Task objective. Filter the data for lines with the word "necklace" and copy those lines.

Saved entries:
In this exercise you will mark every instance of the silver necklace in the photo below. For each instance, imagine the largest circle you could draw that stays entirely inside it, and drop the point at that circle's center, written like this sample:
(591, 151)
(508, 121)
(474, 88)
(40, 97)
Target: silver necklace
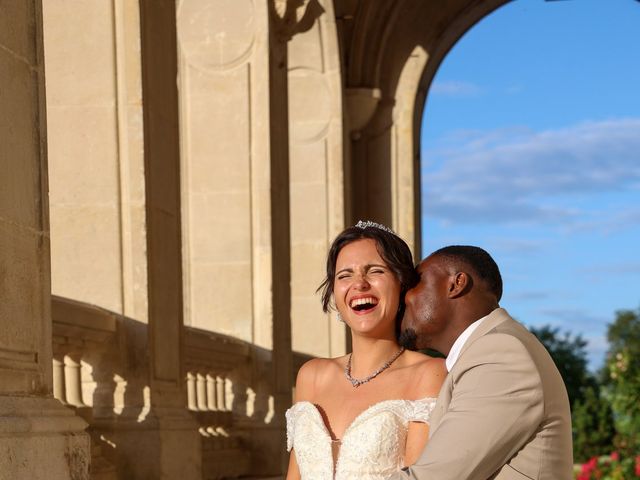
==
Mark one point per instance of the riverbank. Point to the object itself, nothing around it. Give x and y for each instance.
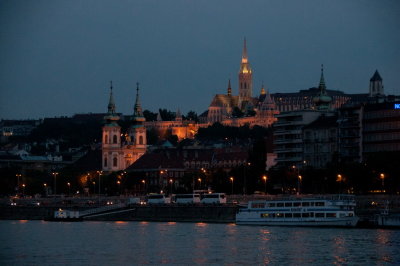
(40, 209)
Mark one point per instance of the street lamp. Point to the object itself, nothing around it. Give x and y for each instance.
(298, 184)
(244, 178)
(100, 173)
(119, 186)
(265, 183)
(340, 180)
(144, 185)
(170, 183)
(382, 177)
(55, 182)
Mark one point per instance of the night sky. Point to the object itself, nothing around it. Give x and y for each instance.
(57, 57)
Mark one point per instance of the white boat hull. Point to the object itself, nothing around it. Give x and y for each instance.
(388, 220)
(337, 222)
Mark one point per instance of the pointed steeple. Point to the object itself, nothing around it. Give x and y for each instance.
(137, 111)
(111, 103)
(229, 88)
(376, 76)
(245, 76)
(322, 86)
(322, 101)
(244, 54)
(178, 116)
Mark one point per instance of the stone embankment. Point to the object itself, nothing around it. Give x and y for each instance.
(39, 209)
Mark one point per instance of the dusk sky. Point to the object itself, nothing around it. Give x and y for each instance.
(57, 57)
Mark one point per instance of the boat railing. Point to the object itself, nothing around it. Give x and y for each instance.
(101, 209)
...
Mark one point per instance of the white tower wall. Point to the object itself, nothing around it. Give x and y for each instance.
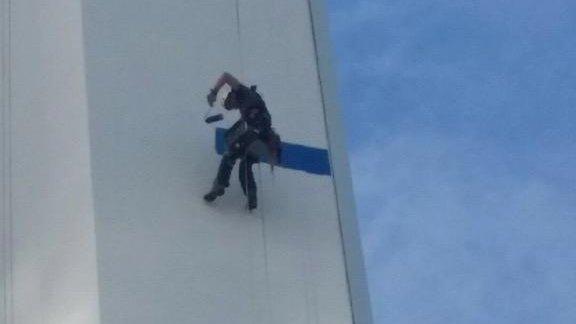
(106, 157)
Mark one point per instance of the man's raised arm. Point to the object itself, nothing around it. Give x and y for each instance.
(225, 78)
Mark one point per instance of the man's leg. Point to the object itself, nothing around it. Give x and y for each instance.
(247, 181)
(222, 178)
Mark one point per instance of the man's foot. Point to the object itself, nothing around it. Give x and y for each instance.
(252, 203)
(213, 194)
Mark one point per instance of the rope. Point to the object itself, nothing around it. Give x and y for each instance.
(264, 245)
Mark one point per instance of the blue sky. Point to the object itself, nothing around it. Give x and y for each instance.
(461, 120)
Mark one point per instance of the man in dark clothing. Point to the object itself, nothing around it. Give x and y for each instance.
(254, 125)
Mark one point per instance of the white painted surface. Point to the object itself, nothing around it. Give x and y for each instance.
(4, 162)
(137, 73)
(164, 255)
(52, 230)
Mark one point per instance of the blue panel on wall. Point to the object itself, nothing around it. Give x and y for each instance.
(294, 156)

Response.
In this exercise you will mark every instance of the silver necklace in the photo below. For each instance, imagine the largest circle you could draw that stays entirely inside it, and drop the point at that circle's center, written like this sample:
Target: silver necklace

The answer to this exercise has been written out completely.